Brief: Copy the items below verbatim, from the line with "[point] man in" up to and including the final line of the items.

####################

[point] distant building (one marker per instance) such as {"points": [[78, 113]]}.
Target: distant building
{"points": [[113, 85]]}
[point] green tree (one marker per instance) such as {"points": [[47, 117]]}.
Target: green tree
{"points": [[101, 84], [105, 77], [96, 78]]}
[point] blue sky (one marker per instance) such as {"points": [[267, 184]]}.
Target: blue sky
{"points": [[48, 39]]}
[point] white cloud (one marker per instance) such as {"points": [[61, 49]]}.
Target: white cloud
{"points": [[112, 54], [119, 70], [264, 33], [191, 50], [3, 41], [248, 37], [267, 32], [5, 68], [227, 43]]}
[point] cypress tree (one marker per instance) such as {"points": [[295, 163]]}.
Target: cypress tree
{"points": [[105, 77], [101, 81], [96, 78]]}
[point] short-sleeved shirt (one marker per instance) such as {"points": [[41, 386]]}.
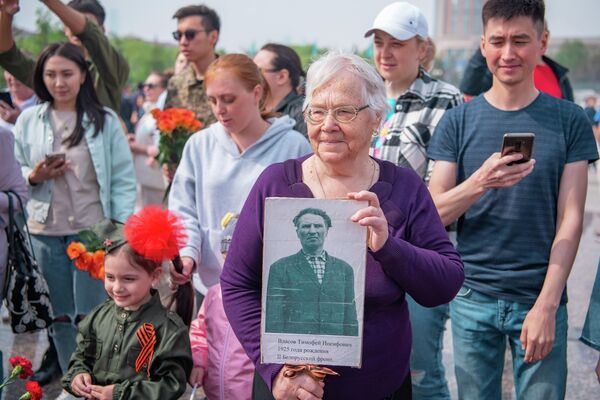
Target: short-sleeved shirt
{"points": [[186, 91], [506, 236]]}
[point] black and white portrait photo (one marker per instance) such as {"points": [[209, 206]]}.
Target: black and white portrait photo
{"points": [[313, 275]]}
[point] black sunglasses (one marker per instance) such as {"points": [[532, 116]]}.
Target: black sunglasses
{"points": [[189, 34]]}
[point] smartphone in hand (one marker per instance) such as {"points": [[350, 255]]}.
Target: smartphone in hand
{"points": [[52, 157], [518, 143], [5, 97]]}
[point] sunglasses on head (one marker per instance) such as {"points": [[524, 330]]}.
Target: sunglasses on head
{"points": [[189, 34]]}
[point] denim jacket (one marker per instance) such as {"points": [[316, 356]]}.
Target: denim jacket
{"points": [[110, 155]]}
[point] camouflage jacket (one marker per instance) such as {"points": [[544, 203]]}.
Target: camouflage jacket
{"points": [[186, 91]]}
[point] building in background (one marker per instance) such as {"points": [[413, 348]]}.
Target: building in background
{"points": [[457, 30]]}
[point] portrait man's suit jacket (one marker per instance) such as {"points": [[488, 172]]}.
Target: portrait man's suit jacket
{"points": [[297, 303]]}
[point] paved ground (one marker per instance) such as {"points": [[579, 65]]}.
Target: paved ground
{"points": [[581, 381]]}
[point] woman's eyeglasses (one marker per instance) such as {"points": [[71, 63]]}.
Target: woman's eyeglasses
{"points": [[189, 34], [342, 114]]}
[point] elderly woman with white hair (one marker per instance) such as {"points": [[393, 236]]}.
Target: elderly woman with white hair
{"points": [[408, 248]]}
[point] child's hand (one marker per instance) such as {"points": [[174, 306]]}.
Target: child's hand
{"points": [[197, 376], [81, 385], [102, 392]]}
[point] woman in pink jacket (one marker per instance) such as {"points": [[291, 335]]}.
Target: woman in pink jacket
{"points": [[221, 365]]}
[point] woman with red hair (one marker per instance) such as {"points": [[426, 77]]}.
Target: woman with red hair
{"points": [[221, 163]]}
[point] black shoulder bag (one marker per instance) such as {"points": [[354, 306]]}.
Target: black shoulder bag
{"points": [[25, 290]]}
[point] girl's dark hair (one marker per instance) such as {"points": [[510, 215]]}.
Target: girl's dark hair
{"points": [[286, 58], [183, 297], [87, 100]]}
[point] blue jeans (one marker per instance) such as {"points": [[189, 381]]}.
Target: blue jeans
{"points": [[427, 370], [481, 326], [72, 292]]}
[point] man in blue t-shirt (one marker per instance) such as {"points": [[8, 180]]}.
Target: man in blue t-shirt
{"points": [[519, 225]]}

####################

Exercise solution:
[point] man in blue t-shirt (one marker per instance) such as {"points": [[8, 180]]}.
Target: man in blue t-shirt
{"points": [[519, 225]]}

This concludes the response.